Advancements in technology allow artists to use new mediums for the creation of their artwork, and an ever-growing number of artists attempt to reconcile their practice with scientific expansion. However, artists are also among the first to dabble in the development of cutting-edge technology and bring it into wider use. Techniques during the initial advent of holography were greatly enhanced by artistic contributions in the 1960s and 70s. Applied Interactives is an artist-based non-profit that has such a mission: to bring wider attention to the applications of virtual reality technology in both practical and creative ways.

Special Treatment was an ambitious project they debuted in partnership with (art)n Gallery, located at 847 W. Jackson. Dubbed a portable virtual reality installation, participants were invited to explore issues of persistence and memory by interacting in a fully rendered version of Auschwitz II/Birkenau, Poland. A large projection screen, 3D glasses and headphones immersed the audience both visually and aurally. Interaction occurred primarily by use of a joystick-like controller that allowed movement through the space (similar to first-person-perspective video games). Beginning in the present space of the gallery, viewers were symbolically transported via train sequence to identification processing fields of the concentration camp. As the area was uncovered, phantom-like characters were encountered, sharing narrative bits of their experiences. Interiors of bunkers and guard towers could be explored while high gates loomed in the landscape. The initial allusion to role-playing and video games fell away because of the absence of mindless violence that permeates such games. Instead we entered a contemplative void.

Our collective memory of the Holocaust is often riddled with images of death, propagandistic symbols, and complete obliviousness to other historical events that share tragic similarities. Do media depictions simply translate and broadcast visceral experiences into digestible and emotional information for a wide public? The idea of wandering in a ghost town concentration camp is a strange one, especially when the environment is abstracted into sharp lines and vectors. Although the virtual experience can stand in for authentic representations, the connection between the viewer and the installation was not as fully realized or immersive as in a movie theater. Non-participants snacking on hors d’oeuvres served during opening night distracted further from the spatial fluidity.

Acceptance of virtual technology suffers from the misguided eye-candy that Hollywood presents as a future possibility. Still, Special Treatment is a sophisticated merging of movement, perspective, and sound. Its complex functions will further excite the pursuit of art techies working in such an emerging and fertile field. Perhaps the exhibition does not quite delve into the phenomenon of memory, but the installation comments on a longing to recreate what is lost and technology’s ability to substitute aura with artifice.

## Data lines
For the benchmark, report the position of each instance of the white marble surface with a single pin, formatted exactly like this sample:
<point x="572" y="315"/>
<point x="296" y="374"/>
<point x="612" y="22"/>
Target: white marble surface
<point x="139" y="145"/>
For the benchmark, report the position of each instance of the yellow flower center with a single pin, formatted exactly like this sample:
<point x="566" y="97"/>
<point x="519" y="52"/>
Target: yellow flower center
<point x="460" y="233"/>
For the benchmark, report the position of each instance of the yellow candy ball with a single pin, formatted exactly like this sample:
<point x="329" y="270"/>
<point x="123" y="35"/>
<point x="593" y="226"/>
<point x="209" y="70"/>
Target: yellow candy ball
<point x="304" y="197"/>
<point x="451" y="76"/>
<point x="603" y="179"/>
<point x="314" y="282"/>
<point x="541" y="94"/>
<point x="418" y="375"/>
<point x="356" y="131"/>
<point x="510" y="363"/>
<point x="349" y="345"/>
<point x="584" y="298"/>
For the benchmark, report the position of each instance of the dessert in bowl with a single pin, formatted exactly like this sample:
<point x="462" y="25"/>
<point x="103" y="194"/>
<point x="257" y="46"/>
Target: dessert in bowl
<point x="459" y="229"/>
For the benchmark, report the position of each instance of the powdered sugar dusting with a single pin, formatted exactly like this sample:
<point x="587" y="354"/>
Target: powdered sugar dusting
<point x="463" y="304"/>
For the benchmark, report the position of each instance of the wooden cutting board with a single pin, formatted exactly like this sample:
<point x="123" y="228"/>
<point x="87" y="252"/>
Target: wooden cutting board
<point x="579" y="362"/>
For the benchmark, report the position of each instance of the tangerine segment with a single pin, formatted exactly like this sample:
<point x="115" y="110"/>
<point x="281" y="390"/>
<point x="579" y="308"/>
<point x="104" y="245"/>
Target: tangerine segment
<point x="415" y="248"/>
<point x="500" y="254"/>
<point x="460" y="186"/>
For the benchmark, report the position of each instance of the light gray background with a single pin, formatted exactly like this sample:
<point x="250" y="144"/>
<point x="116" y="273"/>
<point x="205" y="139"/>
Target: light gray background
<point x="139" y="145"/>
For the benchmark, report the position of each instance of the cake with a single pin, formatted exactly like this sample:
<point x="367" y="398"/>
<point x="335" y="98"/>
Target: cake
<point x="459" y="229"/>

## What to work on
1. In the review of the Special Treatment installation, what equipment immersed the audience both visually and aurally?
2. Copy out the stretch of the review from "Advancements in technology" through "and creative ways.", word for word.

## Solved problems
1. A large projection screen, 3D glasses and headphones.

2.
Advancements in technology allow artists to use new mediums for the creation of their artwork, and an ever-growing number of artists attempt to reconcile their practice with scientific expansion. However, artists are also among the first to dabble in the development of cutting-edge technology and bring it into wider use. Techniques during the initial advent of holography were greatly enhanced by artistic contributions in the 1960s and 70s. Applied Interactives is an artist-based non-profit that has such a mission: to bring wider attention to the applications of virtual reality technology in both practical and creative ways.